** Given task 1 **
According to the post below, who is credited with the photo?

____

Amazon.com Widgets
---

The One that Got Away · 24 February 2018


Photo courtesy of Margie Miyoshi


There are fish stories and then there are fish stories. Inevitably, the best ones are about the one that got away.


I like a good fish story as much as the next person. But this one is not quite like the rest. It is about the one that got away, but not quite in the way you might think. For it is not about fish at all. (Despite the pictures.)


Writing is one of those crazy endeavors. You need to be crazy to do it. Either that or you have so many words in you that you need to get them out. Speaking is not good enough. You just need to sit down and write until they come out, or you will explode. Or maybe you just have so many ideas that if you do not get them down on paper, they will be released into the ether, and somebody else will get them and use them. Or some other cockamamie thought about why writers do what they do.


Personally, I am probably just crazy. To write and write. And writing with no apparent audience (sorry faithful readers), seems crazy to those who look on. They simply wag their heads and wonder. Or they misdirect their pity at the crazy man at the keyboard.

____

** Given task 2 **
Please find every line in the listing below that contains the word "pendant", matching case exactly, and copy each of those lines.

** Material for this task **
____

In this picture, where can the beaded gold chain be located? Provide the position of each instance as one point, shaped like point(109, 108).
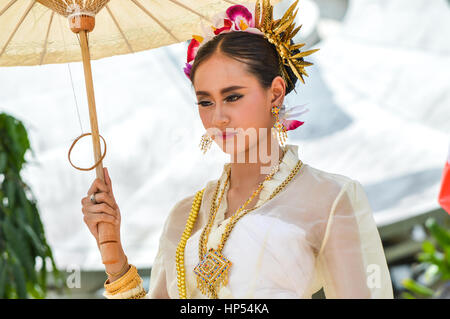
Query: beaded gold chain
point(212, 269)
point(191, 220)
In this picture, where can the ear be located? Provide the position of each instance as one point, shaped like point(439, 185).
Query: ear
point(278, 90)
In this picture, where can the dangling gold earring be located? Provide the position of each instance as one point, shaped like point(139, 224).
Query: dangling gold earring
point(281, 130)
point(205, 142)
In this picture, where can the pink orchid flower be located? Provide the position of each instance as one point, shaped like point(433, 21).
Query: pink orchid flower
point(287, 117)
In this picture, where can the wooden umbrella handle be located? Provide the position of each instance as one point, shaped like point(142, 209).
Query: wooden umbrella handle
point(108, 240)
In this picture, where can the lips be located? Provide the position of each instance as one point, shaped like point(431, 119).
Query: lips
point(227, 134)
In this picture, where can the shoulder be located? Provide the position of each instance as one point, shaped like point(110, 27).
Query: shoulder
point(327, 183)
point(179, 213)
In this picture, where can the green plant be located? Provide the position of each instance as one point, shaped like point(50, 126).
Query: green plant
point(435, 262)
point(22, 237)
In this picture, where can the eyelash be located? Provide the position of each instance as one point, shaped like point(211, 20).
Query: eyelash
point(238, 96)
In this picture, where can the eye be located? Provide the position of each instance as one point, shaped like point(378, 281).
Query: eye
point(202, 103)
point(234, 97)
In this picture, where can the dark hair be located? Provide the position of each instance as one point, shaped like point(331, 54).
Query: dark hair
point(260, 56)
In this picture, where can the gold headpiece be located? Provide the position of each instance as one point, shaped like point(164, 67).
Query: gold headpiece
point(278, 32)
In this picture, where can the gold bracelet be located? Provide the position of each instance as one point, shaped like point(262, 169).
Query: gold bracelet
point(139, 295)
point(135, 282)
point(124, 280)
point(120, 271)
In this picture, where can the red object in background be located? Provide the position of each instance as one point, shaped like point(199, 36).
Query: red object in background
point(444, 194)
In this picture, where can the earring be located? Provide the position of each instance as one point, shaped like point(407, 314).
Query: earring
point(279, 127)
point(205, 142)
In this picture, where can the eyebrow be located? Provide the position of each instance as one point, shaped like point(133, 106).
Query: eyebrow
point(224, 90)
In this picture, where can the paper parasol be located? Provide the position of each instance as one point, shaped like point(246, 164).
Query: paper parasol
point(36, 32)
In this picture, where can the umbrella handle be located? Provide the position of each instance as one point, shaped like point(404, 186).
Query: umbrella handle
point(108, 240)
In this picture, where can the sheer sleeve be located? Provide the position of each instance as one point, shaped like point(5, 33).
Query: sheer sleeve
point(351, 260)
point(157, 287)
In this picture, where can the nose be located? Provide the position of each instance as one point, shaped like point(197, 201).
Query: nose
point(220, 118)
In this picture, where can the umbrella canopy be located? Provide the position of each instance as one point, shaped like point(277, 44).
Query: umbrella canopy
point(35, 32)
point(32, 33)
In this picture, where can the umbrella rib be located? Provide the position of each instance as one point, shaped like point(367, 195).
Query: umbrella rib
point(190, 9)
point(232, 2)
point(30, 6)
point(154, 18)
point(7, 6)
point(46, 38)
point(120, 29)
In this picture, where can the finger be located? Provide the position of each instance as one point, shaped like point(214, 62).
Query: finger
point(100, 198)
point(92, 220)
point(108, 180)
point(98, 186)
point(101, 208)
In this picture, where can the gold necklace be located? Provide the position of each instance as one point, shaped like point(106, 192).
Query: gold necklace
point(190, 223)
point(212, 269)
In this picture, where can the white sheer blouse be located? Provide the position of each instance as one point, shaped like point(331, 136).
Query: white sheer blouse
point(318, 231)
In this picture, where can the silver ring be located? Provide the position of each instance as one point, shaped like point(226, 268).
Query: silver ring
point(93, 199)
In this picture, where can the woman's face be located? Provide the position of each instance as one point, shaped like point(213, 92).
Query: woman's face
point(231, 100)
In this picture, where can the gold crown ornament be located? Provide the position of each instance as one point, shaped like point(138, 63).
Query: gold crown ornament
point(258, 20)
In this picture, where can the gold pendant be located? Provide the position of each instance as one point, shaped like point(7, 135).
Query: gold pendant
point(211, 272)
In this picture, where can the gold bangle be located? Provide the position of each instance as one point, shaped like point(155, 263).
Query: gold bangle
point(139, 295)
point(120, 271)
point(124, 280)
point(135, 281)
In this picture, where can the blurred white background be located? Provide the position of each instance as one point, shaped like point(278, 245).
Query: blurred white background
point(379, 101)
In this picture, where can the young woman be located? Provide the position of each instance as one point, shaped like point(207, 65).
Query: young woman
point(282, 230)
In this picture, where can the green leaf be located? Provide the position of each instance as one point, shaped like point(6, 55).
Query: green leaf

____

** Task response 1 **
Margie Miyoshi

** Task response 2 **
In this picture, where can the gold pendant be located? Provide the position of each instance as one point, shaped like point(7, 135).
Query: gold pendant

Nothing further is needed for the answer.